Return every line of the data that contains the string "dark".

---------- Record excerpts

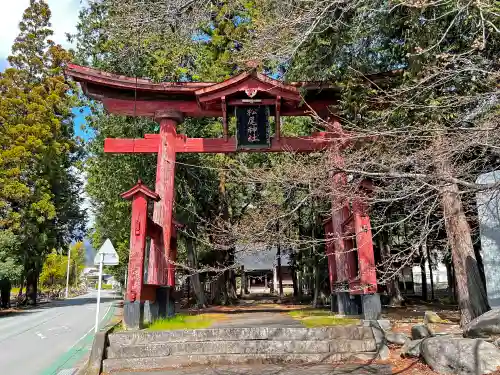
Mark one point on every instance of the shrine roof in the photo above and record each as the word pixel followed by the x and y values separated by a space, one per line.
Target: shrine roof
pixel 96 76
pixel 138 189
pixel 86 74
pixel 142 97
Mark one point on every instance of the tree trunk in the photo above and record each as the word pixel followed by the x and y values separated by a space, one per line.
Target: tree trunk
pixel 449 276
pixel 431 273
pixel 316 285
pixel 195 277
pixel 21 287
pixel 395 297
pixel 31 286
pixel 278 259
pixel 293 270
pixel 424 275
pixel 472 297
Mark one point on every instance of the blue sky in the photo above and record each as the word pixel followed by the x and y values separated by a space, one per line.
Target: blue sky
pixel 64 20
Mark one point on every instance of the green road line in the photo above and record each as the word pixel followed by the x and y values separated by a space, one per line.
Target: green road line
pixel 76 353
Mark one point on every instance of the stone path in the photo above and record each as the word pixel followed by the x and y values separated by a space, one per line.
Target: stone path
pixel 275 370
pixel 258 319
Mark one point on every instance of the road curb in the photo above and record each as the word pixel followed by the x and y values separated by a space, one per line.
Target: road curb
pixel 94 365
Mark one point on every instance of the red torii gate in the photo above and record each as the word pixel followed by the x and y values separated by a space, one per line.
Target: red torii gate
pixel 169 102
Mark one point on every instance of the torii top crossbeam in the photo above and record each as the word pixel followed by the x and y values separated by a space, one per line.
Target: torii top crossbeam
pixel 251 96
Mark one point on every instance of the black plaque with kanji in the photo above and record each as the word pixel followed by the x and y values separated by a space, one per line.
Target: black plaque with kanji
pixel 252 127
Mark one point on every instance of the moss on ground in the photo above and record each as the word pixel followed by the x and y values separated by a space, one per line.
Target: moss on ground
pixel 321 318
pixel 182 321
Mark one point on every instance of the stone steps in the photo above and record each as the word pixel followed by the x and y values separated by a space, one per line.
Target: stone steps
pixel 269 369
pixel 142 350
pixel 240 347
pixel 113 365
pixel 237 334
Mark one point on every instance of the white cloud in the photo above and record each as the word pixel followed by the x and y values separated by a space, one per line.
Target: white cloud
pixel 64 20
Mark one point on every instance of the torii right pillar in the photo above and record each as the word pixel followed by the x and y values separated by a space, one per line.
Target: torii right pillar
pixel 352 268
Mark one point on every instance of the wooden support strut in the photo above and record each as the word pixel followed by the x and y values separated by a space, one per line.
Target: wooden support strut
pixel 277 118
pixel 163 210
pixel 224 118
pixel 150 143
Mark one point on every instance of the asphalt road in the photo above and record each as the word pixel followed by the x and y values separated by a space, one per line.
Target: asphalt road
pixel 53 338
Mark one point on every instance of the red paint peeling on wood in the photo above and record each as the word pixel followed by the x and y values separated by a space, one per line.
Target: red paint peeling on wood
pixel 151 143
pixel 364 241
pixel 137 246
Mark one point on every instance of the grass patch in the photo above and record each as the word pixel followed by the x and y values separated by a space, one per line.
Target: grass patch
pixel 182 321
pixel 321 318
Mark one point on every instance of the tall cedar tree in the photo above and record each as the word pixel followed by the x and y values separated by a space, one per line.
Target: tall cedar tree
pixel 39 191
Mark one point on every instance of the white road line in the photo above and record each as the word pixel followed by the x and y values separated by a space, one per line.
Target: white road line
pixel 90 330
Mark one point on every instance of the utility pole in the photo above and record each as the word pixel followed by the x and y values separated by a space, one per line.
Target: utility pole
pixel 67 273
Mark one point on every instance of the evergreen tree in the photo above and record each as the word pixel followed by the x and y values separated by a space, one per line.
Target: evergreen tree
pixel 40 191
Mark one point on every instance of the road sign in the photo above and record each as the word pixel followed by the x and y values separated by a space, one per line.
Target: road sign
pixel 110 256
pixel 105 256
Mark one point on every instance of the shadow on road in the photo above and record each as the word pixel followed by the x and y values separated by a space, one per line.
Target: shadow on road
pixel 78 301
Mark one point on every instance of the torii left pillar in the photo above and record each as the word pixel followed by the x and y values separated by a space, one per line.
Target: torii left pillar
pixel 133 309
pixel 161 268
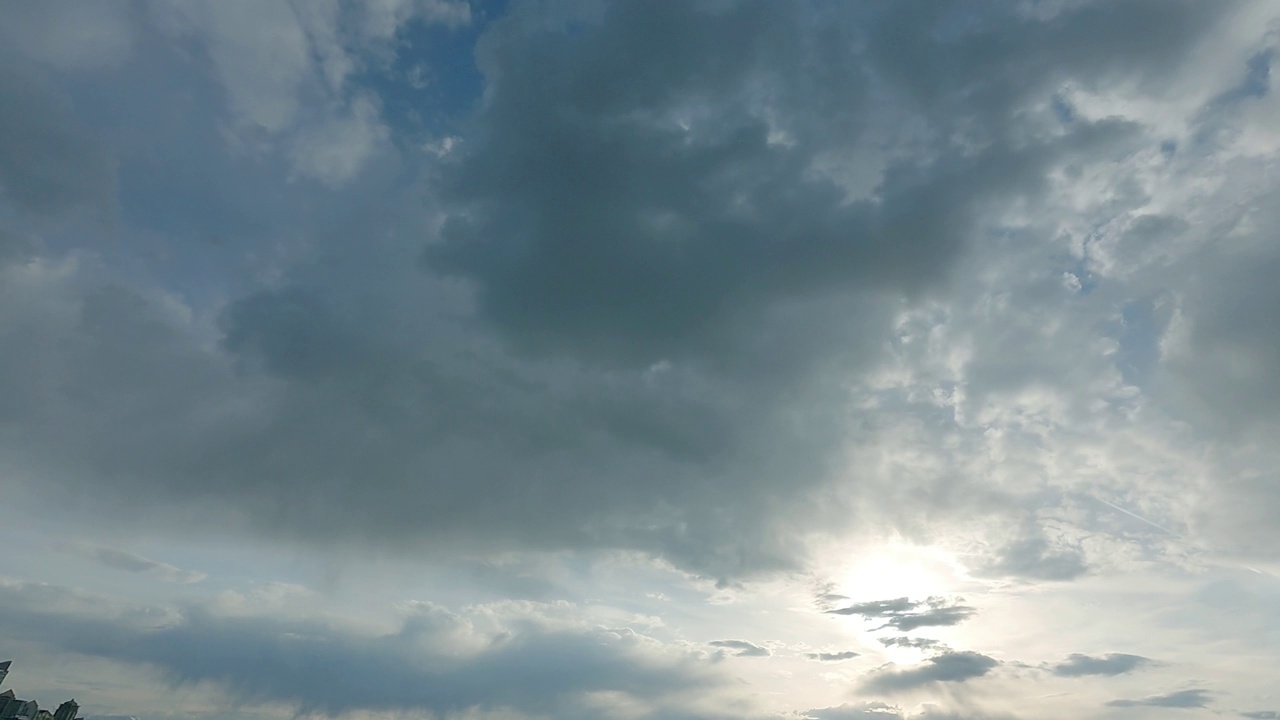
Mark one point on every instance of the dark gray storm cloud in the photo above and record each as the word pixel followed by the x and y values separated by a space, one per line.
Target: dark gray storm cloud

--------------------

**Reply to the exercise:**
Mark one point on every instance of the dark gray storm cloud in the photo above and record each as the word pixel followed by the x and y values separated by a space, one per line.
Target: dark gray storm cloud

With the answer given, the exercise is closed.